List each row below that contains the word "stone", and copy every such row in full.
## start Entries
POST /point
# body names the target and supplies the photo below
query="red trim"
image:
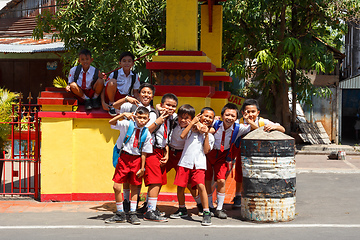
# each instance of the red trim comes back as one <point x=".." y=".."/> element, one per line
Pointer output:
<point x="57" y="101"/>
<point x="181" y="53"/>
<point x="77" y="197"/>
<point x="102" y="197"/>
<point x="185" y="91"/>
<point x="217" y="78"/>
<point x="56" y="94"/>
<point x="221" y="94"/>
<point x="204" y="66"/>
<point x="54" y="89"/>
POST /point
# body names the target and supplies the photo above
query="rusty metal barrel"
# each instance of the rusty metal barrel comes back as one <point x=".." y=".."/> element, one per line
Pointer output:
<point x="269" y="176"/>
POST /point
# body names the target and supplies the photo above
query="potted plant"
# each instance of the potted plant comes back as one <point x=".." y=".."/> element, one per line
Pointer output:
<point x="7" y="98"/>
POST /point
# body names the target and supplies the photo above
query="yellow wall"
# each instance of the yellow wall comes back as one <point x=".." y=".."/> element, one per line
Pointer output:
<point x="182" y="25"/>
<point x="211" y="42"/>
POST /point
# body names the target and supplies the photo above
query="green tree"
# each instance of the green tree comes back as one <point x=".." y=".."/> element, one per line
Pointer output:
<point x="272" y="42"/>
<point x="106" y="27"/>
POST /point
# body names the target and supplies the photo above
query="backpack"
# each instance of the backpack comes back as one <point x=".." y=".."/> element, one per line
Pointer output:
<point x="130" y="131"/>
<point x="133" y="79"/>
<point x="234" y="143"/>
<point x="77" y="73"/>
<point x="261" y="121"/>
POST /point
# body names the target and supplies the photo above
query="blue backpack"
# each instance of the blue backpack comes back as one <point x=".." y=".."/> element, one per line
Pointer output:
<point x="130" y="131"/>
<point x="234" y="143"/>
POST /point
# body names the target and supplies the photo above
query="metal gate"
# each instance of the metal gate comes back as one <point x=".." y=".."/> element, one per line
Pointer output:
<point x="20" y="161"/>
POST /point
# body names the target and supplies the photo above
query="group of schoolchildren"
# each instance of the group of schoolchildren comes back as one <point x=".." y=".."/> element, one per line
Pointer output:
<point x="153" y="141"/>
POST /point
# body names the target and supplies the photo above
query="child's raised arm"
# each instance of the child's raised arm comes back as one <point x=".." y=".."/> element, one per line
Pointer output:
<point x="206" y="146"/>
<point x="195" y="120"/>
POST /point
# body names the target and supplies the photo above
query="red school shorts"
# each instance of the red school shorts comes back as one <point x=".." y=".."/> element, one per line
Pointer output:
<point x="174" y="157"/>
<point x="126" y="169"/>
<point x="117" y="95"/>
<point x="184" y="176"/>
<point x="238" y="169"/>
<point x="216" y="165"/>
<point x="154" y="173"/>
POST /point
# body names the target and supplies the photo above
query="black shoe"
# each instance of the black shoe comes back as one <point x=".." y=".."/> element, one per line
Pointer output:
<point x="112" y="111"/>
<point x="200" y="209"/>
<point x="95" y="102"/>
<point x="152" y="216"/>
<point x="133" y="219"/>
<point x="143" y="209"/>
<point x="206" y="219"/>
<point x="220" y="214"/>
<point x="119" y="217"/>
<point x="88" y="105"/>
<point x="237" y="202"/>
<point x="126" y="205"/>
<point x="180" y="213"/>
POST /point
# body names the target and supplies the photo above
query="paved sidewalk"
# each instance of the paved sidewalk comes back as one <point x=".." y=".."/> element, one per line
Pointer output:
<point x="304" y="164"/>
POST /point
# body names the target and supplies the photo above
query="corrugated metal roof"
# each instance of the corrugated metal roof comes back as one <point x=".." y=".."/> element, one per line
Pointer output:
<point x="27" y="45"/>
<point x="351" y="83"/>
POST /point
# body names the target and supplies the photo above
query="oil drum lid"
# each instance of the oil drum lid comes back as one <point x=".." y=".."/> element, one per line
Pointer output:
<point x="260" y="134"/>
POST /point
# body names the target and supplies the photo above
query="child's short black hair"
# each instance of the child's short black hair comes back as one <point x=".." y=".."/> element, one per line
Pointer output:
<point x="186" y="109"/>
<point x="171" y="96"/>
<point x="142" y="110"/>
<point x="125" y="54"/>
<point x="207" y="109"/>
<point x="249" y="102"/>
<point x="148" y="85"/>
<point x="85" y="52"/>
<point x="230" y="106"/>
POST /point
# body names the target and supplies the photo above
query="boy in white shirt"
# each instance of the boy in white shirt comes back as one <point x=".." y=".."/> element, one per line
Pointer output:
<point x="131" y="162"/>
<point x="121" y="82"/>
<point x="192" y="164"/>
<point x="84" y="81"/>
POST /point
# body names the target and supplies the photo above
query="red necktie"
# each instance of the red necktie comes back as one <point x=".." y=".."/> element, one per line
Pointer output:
<point x="136" y="140"/>
<point x="83" y="84"/>
<point x="222" y="142"/>
<point x="165" y="129"/>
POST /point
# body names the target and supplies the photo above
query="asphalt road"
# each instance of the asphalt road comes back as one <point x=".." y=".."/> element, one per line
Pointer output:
<point x="327" y="207"/>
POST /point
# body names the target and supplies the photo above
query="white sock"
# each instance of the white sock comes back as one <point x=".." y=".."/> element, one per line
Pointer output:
<point x="220" y="198"/>
<point x="126" y="194"/>
<point x="152" y="204"/>
<point x="211" y="205"/>
<point x="119" y="207"/>
<point x="133" y="206"/>
<point x="197" y="199"/>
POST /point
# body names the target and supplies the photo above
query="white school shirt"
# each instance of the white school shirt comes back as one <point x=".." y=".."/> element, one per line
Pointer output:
<point x="124" y="82"/>
<point x="243" y="129"/>
<point x="89" y="76"/>
<point x="123" y="126"/>
<point x="158" y="136"/>
<point x="193" y="154"/>
<point x="176" y="141"/>
<point x="126" y="107"/>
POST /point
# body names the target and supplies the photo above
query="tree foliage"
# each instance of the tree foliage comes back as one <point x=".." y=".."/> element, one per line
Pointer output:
<point x="106" y="27"/>
<point x="270" y="41"/>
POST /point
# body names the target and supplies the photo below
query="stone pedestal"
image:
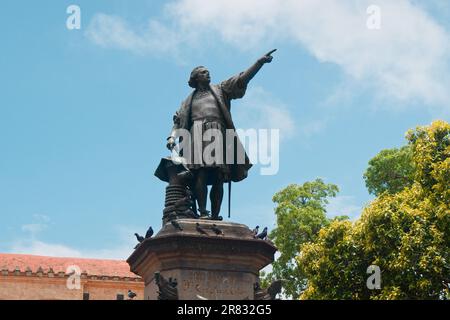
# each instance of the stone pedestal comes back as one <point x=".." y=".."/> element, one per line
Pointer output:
<point x="204" y="264"/>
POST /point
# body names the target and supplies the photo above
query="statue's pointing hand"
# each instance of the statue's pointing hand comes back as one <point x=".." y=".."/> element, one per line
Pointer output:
<point x="267" y="58"/>
<point x="170" y="143"/>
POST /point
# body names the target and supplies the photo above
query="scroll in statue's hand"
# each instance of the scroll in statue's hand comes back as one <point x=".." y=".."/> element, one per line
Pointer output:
<point x="267" y="58"/>
<point x="170" y="143"/>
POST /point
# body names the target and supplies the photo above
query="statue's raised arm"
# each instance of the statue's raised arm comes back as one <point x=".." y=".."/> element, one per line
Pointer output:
<point x="253" y="70"/>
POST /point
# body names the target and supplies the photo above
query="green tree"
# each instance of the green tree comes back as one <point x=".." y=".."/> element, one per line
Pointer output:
<point x="300" y="215"/>
<point x="390" y="171"/>
<point x="406" y="234"/>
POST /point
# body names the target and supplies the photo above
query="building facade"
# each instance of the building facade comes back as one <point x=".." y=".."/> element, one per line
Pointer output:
<point x="29" y="277"/>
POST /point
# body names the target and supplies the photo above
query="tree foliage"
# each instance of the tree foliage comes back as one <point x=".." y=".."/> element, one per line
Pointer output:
<point x="390" y="171"/>
<point x="405" y="231"/>
<point x="300" y="215"/>
<point x="406" y="234"/>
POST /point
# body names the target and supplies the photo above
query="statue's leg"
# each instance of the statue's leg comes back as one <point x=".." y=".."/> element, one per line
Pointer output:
<point x="216" y="195"/>
<point x="201" y="190"/>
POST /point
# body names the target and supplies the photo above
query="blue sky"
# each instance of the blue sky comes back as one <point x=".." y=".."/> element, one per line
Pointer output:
<point x="84" y="114"/>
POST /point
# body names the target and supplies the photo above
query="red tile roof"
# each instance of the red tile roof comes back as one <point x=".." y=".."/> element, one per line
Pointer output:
<point x="97" y="267"/>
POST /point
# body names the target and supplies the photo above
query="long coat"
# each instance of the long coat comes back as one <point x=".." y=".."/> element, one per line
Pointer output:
<point x="233" y="88"/>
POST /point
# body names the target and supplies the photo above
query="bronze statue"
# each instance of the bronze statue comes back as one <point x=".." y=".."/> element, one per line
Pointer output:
<point x="208" y="107"/>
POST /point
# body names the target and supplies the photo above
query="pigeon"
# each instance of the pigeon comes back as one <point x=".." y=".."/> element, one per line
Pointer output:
<point x="131" y="294"/>
<point x="149" y="233"/>
<point x="275" y="288"/>
<point x="139" y="238"/>
<point x="263" y="235"/>
<point x="255" y="231"/>
<point x="176" y="225"/>
<point x="216" y="230"/>
<point x="199" y="229"/>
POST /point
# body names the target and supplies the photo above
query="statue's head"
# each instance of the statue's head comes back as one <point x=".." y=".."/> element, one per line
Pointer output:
<point x="199" y="75"/>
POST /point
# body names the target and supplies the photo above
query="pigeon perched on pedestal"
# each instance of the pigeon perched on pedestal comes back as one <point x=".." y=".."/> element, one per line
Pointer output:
<point x="216" y="230"/>
<point x="255" y="231"/>
<point x="176" y="225"/>
<point x="149" y="233"/>
<point x="263" y="234"/>
<point x="139" y="238"/>
<point x="131" y="294"/>
<point x="200" y="229"/>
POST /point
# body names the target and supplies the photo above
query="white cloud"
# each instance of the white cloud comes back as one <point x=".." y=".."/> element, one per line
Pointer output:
<point x="263" y="111"/>
<point x="408" y="59"/>
<point x="343" y="206"/>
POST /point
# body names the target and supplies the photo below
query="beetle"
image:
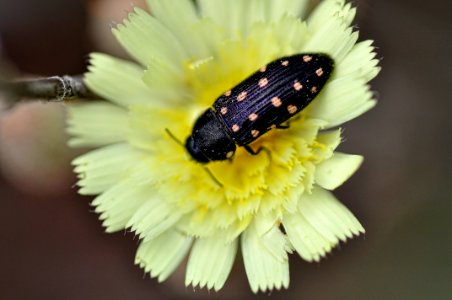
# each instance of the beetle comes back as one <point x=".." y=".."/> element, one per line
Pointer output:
<point x="263" y="101"/>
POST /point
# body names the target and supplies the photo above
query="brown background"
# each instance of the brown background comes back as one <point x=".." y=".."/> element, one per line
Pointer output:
<point x="52" y="246"/>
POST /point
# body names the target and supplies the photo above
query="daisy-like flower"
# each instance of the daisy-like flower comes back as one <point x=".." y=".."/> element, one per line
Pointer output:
<point x="187" y="54"/>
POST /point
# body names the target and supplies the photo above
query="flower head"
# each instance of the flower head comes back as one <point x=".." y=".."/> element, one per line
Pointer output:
<point x="276" y="202"/>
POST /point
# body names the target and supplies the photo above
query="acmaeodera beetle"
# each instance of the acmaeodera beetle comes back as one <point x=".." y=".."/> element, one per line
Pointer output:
<point x="269" y="97"/>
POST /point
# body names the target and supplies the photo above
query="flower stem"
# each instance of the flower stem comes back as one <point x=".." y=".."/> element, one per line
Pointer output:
<point x="51" y="89"/>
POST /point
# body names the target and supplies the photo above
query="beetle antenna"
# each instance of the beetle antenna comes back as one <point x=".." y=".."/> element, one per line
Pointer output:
<point x="213" y="177"/>
<point x="172" y="136"/>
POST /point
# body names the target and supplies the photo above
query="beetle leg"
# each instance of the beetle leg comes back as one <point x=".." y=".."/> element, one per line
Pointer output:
<point x="280" y="126"/>
<point x="252" y="152"/>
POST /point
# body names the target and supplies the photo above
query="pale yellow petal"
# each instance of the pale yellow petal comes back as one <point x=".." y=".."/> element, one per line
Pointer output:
<point x="341" y="100"/>
<point x="320" y="224"/>
<point x="118" y="81"/>
<point x="102" y="168"/>
<point x="335" y="171"/>
<point x="210" y="262"/>
<point x="96" y="124"/>
<point x="266" y="265"/>
<point x="145" y="38"/>
<point x="119" y="203"/>
<point x="162" y="255"/>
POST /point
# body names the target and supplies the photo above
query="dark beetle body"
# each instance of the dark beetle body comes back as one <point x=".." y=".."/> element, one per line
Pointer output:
<point x="263" y="101"/>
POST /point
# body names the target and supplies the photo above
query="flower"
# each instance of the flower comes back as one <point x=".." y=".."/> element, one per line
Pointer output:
<point x="274" y="204"/>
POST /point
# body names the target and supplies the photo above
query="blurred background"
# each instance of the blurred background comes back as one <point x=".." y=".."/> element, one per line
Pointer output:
<point x="52" y="245"/>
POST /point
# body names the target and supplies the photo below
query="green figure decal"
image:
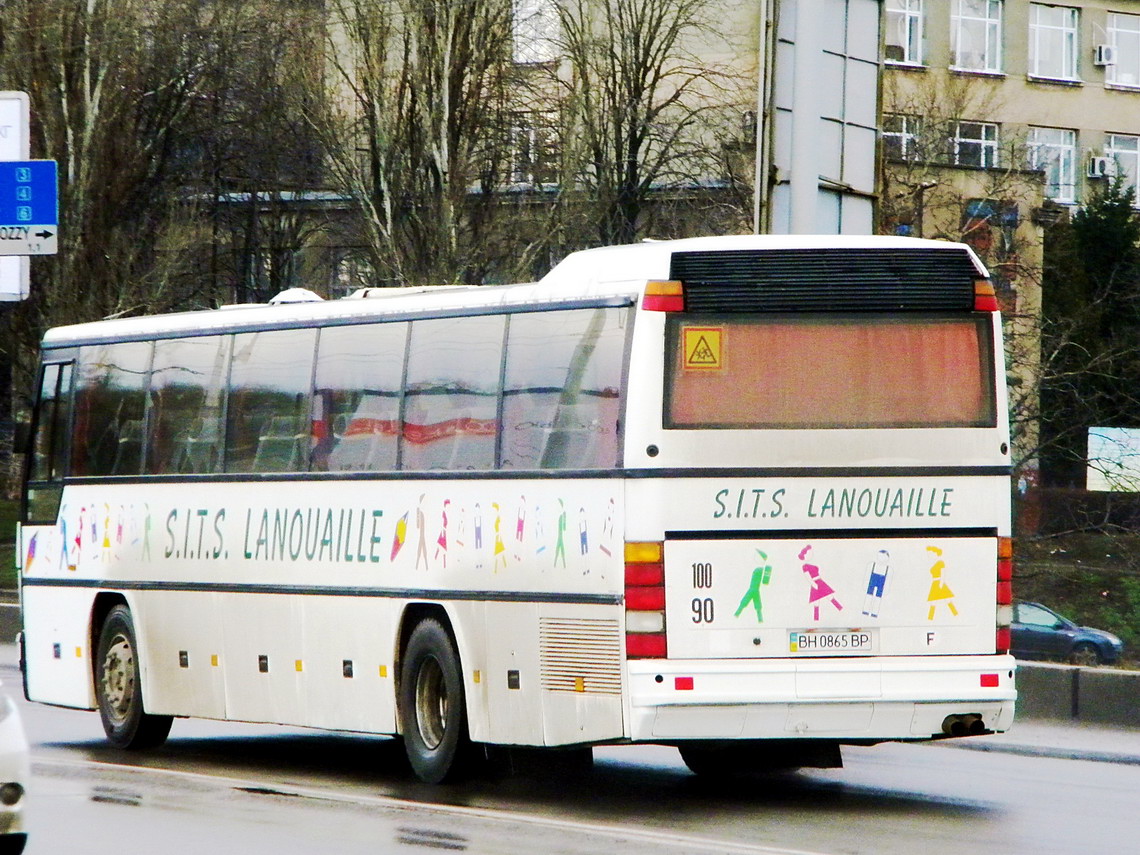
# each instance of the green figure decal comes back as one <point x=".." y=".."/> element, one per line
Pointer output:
<point x="760" y="576"/>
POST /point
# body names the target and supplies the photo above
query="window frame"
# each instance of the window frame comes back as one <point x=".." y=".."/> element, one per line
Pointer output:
<point x="991" y="21"/>
<point x="536" y="32"/>
<point x="908" y="137"/>
<point x="1044" y="31"/>
<point x="988" y="148"/>
<point x="1048" y="155"/>
<point x="908" y="17"/>
<point x="674" y="392"/>
<point x="1131" y="167"/>
<point x="1113" y="30"/>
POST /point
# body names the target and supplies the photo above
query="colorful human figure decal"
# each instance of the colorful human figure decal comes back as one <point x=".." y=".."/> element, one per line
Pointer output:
<point x="422" y="527"/>
<point x="31" y="554"/>
<point x="607" y="537"/>
<point x="820" y="588"/>
<point x="560" y="548"/>
<point x="584" y="540"/>
<point x="939" y="592"/>
<point x="399" y="536"/>
<point x="539" y="544"/>
<point x="760" y="576"/>
<point x="441" y="540"/>
<point x="520" y="528"/>
<point x="479" y="536"/>
<point x="877" y="584"/>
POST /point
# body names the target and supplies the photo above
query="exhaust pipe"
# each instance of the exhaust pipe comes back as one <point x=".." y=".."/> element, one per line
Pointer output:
<point x="969" y="724"/>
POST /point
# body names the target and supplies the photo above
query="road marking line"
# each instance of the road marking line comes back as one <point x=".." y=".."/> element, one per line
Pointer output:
<point x="662" y="838"/>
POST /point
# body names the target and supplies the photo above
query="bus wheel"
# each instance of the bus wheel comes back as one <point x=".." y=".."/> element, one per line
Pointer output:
<point x="119" y="687"/>
<point x="432" y="714"/>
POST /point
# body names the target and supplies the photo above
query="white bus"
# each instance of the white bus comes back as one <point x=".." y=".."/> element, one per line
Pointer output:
<point x="747" y="496"/>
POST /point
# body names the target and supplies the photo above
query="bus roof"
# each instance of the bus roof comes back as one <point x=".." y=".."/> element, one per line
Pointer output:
<point x="600" y="275"/>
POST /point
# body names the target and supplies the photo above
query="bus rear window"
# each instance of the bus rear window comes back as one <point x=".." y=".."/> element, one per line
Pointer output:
<point x="825" y="372"/>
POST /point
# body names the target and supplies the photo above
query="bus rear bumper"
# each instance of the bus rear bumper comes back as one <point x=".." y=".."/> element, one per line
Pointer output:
<point x="896" y="698"/>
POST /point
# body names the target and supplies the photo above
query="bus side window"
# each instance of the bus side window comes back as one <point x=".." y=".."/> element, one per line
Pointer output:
<point x="356" y="408"/>
<point x="562" y="392"/>
<point x="450" y="406"/>
<point x="48" y="464"/>
<point x="184" y="422"/>
<point x="110" y="398"/>
<point x="267" y="413"/>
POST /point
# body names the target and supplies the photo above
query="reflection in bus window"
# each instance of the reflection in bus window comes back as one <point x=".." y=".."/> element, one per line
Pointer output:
<point x="186" y="399"/>
<point x="452" y="397"/>
<point x="561" y="398"/>
<point x="356" y="408"/>
<point x="49" y="445"/>
<point x="267" y="413"/>
<point x="110" y="398"/>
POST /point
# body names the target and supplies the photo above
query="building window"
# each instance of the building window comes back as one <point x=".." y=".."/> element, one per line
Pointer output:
<point x="901" y="137"/>
<point x="904" y="32"/>
<point x="536" y="31"/>
<point x="534" y="151"/>
<point x="1124" y="34"/>
<point x="976" y="34"/>
<point x="974" y="144"/>
<point x="1052" y="41"/>
<point x="1053" y="151"/>
<point x="1125" y="151"/>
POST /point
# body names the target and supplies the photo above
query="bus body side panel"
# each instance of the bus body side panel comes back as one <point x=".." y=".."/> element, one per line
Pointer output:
<point x="283" y="602"/>
<point x="57" y="646"/>
<point x="179" y="635"/>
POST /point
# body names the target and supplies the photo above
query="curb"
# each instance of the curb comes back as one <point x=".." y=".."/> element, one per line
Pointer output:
<point x="10" y="623"/>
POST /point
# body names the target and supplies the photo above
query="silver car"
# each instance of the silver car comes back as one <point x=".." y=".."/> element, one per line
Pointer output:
<point x="14" y="774"/>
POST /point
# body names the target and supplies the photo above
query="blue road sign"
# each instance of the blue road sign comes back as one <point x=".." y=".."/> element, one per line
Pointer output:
<point x="29" y="208"/>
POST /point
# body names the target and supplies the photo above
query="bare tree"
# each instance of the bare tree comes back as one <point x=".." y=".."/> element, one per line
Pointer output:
## end Entries
» Task response:
query="stone pedestal"
# each instance of the stone pedestal comes back as one <point x=".." y=".."/> element, one per line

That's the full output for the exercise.